=== PAGE EXTRACT ===
Date: April 10, 2009
Contacts: Maureen O’Leary, Director of Public Information
202-334-2138; e-mail <email@example.com>
Victoria Harriston, Manager of Library & Information Services
202-334-2327; e-mail <firstname.lastname@example.org>
FOR IMMEDIATE RELEASE
More Than 9,000 National Academies Reports Now Available in Open Access
WASHINGTON -- The National Academies today announced the completion of the first phase of a partnership with Google to digitize the library's collection of reports from 1863 to 1997, making them available – free, searchable, and in full text – through Google Book Search. The Academies plan to have their entire collection of nearly 11,000 reports digitized by 2011.
"Much has changed since the National Academy of Sciences began advising the government in the late 1800s," said Victoria Harriston, manager of library and information services at the National Academies' George E. Brown Jr. Library. "Our early reports are essential to understanding the scientific advances made in this country as well as the science and technology issues the government struggled with in the 19th and 20th centuries."
Notable reports from the library's archives that are now available include:
· Proceedings of the National Academy of Sciences, Vol. 1 (1863–1894). This was the first NAS publication series, and it includes information about the Academy's early work for the government on topics such as how to prevent compass deviation which sent iron warships off course, whether the metric system of weights and measures should be adopted, and how the new U.S. Geological Service should be organized.
· Investigation of the Scientific and Economic Relations of the Sorghum Sugar Industry (1882). This report was the Academy's first self-initiated study, produced by the first committee to include non-Academy members.
· Proposed U.S. Program for the International Geophysical Year, 1957-1958. American participation in the International Geophysical Year – a historic, worldwide scientific effort that investigated the workings of the Earth and saw the launch of the first satellites – was guided and coordinated by a committee of the Academy.

=== INFORMATION GIVEN ===
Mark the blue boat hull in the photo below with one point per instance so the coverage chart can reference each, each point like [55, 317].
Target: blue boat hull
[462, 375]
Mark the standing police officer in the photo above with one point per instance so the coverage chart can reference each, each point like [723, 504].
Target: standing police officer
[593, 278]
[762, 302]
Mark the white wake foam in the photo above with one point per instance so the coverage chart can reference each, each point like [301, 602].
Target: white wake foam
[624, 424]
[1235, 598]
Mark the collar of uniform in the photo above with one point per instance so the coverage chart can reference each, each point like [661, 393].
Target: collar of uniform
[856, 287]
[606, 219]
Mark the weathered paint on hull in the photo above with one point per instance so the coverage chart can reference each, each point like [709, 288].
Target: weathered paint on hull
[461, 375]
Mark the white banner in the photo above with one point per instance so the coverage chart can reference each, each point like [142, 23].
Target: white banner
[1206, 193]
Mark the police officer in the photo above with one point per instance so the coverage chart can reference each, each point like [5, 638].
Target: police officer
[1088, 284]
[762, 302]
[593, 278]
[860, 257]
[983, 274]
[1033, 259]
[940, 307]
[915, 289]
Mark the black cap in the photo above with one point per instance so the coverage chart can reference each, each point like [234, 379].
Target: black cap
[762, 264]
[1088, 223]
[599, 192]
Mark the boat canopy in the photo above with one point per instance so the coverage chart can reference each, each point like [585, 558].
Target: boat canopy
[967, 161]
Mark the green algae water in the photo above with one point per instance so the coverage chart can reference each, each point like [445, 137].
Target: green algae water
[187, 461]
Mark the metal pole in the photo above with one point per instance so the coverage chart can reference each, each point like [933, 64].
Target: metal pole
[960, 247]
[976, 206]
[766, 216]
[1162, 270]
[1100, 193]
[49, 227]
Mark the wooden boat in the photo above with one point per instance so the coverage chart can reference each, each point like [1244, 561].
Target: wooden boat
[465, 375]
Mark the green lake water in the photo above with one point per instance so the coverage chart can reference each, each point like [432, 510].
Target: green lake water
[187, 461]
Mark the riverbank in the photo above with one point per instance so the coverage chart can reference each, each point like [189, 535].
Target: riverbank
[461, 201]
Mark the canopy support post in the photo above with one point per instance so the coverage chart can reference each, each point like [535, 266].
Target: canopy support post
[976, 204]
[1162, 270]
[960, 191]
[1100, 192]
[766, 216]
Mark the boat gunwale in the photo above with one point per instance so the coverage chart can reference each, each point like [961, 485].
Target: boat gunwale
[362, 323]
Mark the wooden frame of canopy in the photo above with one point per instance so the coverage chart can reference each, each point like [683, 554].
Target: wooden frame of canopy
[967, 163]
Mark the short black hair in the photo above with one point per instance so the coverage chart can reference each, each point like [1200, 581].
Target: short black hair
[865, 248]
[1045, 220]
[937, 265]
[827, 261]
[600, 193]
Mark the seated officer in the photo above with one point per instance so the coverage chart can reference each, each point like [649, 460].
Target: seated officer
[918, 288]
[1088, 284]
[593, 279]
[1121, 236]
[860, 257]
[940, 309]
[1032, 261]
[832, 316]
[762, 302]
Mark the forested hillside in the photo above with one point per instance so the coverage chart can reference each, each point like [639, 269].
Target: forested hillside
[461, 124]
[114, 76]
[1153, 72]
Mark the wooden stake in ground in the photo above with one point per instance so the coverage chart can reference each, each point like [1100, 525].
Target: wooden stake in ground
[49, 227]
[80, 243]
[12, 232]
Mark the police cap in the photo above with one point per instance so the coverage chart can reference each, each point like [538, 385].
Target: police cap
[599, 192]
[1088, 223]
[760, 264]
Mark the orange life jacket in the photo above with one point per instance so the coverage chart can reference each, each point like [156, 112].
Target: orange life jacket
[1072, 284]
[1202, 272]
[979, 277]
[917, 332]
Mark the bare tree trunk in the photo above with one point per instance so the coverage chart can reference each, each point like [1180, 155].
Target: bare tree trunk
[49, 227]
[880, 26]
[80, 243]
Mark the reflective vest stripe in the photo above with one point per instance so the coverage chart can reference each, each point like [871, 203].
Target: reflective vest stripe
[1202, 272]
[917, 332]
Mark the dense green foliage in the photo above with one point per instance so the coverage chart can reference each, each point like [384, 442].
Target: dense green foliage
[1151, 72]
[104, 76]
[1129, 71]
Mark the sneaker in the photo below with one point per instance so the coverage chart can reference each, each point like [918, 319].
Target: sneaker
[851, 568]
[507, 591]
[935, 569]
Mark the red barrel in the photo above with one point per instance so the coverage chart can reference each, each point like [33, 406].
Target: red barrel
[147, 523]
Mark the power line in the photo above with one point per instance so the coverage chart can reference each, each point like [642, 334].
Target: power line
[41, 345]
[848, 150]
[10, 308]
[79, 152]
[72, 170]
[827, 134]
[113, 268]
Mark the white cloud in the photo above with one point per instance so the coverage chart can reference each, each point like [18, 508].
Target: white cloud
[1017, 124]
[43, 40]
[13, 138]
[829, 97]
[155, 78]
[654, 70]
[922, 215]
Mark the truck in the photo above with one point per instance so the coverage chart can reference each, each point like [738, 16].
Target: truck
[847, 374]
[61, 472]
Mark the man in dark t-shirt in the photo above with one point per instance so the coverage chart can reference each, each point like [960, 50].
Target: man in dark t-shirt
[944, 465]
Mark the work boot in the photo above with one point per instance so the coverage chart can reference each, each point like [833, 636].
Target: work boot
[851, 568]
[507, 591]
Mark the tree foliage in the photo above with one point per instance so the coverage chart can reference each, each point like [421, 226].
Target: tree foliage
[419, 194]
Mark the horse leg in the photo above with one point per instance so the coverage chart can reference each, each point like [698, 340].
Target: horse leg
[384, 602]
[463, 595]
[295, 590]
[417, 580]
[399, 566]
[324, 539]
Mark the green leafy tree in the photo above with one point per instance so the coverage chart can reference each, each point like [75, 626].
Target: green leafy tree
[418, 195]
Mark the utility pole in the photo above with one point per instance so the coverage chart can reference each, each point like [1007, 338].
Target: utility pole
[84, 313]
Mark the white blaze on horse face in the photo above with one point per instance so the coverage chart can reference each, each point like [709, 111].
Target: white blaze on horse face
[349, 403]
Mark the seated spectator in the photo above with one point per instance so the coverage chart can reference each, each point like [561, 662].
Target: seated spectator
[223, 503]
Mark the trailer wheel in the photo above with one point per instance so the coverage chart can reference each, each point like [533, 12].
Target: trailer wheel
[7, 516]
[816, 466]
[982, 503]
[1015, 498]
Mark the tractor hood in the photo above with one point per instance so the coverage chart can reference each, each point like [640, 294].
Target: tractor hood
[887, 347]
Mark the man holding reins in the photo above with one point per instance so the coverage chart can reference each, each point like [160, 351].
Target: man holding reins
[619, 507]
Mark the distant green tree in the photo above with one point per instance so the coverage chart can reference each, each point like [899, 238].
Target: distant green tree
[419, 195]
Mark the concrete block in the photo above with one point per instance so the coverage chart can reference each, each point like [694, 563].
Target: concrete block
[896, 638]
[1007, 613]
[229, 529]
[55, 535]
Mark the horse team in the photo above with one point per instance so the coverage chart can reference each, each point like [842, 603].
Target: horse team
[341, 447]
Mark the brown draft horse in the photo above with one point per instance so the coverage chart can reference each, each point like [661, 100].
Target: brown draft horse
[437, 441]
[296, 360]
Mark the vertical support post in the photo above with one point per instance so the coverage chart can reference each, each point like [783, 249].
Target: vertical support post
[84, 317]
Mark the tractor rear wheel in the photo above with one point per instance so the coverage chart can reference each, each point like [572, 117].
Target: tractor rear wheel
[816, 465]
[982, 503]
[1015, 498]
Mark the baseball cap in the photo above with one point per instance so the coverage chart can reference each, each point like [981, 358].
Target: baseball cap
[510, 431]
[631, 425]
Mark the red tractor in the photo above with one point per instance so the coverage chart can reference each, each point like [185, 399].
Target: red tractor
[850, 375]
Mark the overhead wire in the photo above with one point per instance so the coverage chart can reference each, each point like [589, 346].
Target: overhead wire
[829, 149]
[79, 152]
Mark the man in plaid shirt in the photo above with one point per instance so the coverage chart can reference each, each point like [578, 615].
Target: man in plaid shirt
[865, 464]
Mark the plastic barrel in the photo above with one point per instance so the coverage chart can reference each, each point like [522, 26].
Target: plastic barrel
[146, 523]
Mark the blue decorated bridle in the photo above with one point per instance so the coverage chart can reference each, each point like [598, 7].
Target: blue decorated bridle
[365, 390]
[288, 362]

=== TASKS TO PERFORM ===
1 – Summarize the press release in two sentences.
2 – List the titles of the notable reports from the library's archives that the press release names as now available.
3 – According to the press release, which company is the National Academies' partner in digitizing the library's reports?
The items can be set aside for this work.

=== LIST OF SOLUTIONS ===
1 – The National Academies announced that they have finished the first phase of a partnership with Google to digitize the library's reports from 1863 to 1997, making them free, searchable, and available in full text through Google Book Search. They plan to have their entire collection of nearly 11,000 reports digitized by 2011.

2 –
- Proceedings of the National Academy of Sciences, Vol. 1 (1863–1894)
- Investigation of the Scientific and Economic Relations of the Sorghum Sugar Industry (1882)
- Proposed U.S. Program for the International Geophysical Year, 1957-1958

3 – Google.